* **Prompt**:
Look through the material below and show every line with the word "sandal".

* **Records supplied**:
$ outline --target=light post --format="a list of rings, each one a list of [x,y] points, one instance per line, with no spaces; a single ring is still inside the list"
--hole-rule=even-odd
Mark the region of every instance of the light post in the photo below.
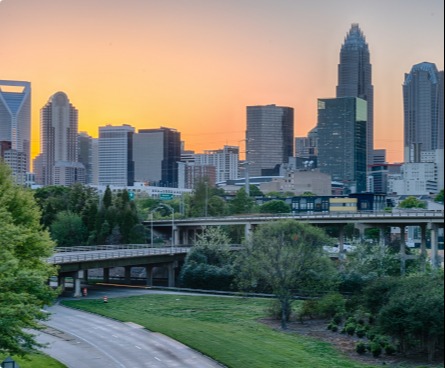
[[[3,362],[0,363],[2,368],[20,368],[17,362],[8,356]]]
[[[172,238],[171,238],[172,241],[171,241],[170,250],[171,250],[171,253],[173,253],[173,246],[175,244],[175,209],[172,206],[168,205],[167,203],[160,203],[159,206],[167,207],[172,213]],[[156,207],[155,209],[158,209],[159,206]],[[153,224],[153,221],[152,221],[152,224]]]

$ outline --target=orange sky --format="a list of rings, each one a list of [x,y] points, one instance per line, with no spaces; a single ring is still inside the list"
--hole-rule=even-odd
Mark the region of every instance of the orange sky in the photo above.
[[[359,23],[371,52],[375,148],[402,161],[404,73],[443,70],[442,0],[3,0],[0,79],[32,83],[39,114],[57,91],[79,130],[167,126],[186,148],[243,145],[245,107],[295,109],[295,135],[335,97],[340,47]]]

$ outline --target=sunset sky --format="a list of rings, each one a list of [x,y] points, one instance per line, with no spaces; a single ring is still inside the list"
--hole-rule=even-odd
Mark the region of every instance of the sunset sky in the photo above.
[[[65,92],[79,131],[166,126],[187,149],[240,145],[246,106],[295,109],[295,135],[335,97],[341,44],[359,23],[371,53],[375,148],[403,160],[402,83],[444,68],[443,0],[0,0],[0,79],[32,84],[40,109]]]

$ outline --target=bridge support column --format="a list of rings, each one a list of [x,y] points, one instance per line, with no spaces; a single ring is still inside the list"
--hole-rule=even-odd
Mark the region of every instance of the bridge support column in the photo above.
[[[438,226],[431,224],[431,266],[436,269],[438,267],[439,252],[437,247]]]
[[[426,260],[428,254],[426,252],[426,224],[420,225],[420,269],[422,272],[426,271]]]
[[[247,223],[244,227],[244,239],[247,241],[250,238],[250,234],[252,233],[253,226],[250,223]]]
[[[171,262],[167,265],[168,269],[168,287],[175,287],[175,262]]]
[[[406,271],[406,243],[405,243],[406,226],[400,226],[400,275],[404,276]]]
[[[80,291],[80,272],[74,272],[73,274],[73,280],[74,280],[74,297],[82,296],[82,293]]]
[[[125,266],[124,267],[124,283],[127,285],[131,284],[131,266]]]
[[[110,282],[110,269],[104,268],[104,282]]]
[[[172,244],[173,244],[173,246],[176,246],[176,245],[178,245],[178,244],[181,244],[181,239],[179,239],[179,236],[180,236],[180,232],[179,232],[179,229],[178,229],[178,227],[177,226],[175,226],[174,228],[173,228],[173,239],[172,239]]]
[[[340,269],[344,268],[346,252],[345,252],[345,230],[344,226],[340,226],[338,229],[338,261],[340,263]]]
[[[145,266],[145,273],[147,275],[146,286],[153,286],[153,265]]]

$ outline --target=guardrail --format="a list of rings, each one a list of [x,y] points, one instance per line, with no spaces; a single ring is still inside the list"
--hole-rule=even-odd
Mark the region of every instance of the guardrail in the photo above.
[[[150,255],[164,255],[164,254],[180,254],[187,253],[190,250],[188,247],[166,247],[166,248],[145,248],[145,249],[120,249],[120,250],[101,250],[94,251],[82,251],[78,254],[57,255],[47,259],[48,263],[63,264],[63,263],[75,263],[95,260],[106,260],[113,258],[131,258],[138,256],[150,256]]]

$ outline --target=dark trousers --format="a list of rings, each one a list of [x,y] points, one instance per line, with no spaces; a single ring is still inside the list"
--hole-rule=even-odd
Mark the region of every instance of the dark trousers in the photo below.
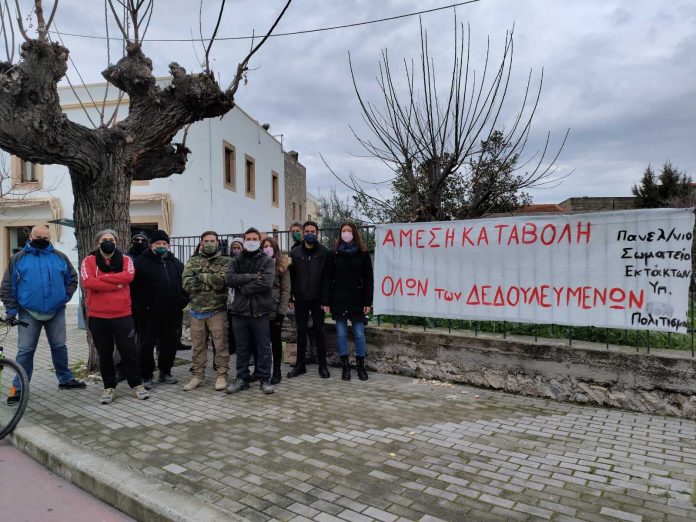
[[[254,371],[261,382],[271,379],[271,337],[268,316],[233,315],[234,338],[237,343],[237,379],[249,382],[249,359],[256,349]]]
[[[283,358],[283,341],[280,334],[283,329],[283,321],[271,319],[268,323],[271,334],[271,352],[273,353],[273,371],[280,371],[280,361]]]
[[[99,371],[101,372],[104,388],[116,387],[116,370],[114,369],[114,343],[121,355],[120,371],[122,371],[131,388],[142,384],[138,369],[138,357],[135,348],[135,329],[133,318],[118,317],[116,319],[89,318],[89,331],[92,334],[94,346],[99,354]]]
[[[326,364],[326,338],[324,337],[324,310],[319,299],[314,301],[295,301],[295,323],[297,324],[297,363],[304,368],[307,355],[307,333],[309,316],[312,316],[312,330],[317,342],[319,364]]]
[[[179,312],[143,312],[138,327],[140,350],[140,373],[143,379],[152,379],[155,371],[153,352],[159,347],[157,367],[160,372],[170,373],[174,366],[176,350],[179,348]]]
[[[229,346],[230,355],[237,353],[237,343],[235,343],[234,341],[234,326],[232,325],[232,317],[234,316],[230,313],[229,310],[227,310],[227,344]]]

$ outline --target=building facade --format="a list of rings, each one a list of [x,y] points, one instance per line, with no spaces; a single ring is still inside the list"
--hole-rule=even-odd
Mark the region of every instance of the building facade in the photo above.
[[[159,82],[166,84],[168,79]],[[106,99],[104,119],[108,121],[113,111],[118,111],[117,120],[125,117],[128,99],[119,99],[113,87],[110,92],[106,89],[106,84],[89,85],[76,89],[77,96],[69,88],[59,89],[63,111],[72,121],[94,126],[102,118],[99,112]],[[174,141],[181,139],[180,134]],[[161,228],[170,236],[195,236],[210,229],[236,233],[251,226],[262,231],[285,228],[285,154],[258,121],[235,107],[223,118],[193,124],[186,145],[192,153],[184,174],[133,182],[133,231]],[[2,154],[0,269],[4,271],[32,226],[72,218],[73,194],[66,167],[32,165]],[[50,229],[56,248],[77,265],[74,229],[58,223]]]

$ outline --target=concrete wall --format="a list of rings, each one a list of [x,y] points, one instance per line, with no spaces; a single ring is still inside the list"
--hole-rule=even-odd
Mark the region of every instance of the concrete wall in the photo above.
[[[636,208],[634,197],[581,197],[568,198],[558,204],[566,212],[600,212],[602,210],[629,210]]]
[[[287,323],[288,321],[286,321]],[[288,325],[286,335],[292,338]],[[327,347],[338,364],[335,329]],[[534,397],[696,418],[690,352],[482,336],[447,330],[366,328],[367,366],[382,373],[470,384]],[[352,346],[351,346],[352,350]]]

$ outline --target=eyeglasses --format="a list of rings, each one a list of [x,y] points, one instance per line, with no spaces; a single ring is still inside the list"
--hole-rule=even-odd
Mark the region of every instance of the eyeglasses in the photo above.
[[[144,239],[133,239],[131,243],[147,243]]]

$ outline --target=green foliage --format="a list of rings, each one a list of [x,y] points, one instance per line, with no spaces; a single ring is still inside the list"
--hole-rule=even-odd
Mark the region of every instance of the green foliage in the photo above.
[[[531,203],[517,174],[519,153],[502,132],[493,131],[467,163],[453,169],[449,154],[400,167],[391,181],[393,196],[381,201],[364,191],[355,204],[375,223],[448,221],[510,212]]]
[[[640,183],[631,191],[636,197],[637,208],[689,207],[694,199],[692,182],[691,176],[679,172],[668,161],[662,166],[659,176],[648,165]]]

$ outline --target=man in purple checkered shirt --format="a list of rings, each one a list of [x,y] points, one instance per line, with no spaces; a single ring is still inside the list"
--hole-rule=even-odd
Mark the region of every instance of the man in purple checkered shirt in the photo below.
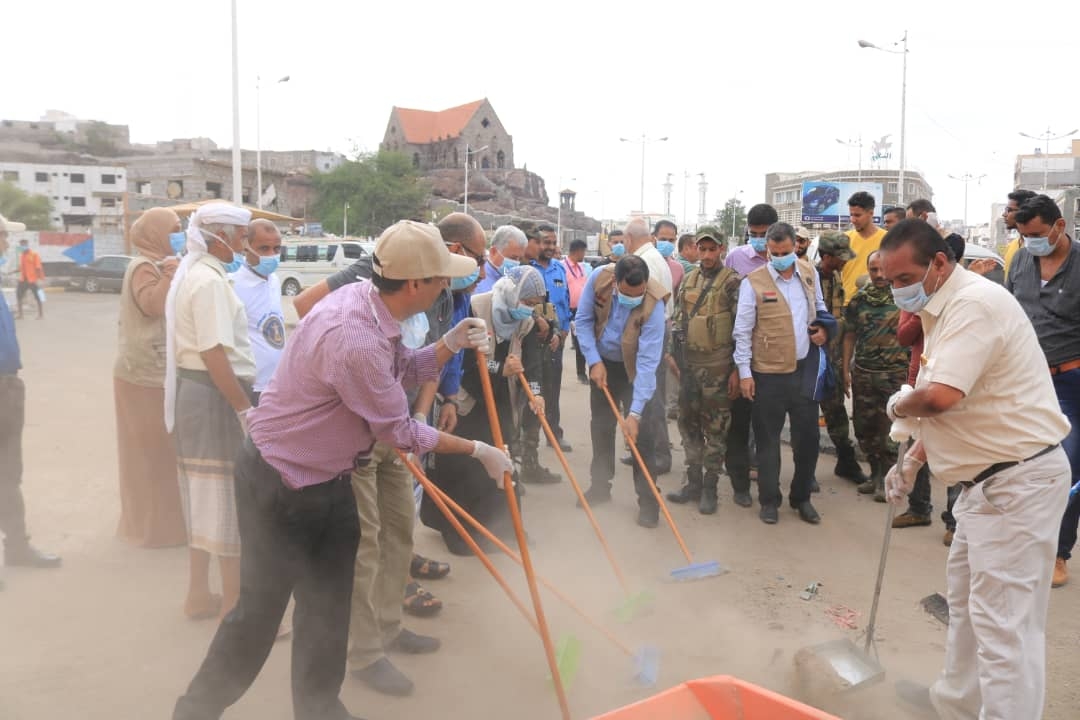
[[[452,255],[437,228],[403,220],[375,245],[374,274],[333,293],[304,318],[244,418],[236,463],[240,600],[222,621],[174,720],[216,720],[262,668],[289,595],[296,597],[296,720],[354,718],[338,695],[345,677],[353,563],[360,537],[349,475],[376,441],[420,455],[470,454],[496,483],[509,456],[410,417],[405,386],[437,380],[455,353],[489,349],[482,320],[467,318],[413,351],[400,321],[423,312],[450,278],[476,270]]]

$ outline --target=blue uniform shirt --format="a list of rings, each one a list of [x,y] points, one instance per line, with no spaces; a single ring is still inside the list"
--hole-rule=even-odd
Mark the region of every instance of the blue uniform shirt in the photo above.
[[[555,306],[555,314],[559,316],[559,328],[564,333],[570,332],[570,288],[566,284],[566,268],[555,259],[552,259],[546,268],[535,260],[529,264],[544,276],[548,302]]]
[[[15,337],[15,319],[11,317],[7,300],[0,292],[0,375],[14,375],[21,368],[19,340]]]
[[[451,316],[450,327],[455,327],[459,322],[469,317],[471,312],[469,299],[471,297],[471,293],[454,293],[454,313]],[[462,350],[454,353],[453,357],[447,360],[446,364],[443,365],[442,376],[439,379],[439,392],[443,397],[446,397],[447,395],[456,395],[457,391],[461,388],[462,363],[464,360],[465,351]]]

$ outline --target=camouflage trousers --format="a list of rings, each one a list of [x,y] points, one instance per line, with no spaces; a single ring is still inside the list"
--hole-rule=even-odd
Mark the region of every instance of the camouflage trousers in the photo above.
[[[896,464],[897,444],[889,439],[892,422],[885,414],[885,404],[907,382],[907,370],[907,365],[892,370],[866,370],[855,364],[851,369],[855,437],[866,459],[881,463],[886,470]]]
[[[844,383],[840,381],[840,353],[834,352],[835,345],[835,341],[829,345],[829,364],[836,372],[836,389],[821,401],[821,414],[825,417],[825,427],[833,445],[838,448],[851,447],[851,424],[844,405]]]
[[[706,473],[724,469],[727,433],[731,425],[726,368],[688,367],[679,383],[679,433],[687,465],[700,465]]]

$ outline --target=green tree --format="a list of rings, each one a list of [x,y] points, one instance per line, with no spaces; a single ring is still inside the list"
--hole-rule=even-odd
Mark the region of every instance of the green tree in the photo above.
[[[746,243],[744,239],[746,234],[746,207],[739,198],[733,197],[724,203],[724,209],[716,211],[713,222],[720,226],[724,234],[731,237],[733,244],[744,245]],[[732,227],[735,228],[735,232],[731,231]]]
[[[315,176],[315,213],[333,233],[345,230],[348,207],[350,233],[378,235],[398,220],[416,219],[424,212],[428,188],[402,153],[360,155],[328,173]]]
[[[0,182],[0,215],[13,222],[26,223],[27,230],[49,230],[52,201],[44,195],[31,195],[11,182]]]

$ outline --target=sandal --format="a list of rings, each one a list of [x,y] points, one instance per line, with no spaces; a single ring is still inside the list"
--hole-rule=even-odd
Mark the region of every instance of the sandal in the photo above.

* **Reply**:
$ outline --target=sandal --format="a list of rings, each one a list of [x,y] points, one instance per line, with no spaces; a single ring is still inside the list"
Mark the region of every instance of the sandal in the photo above.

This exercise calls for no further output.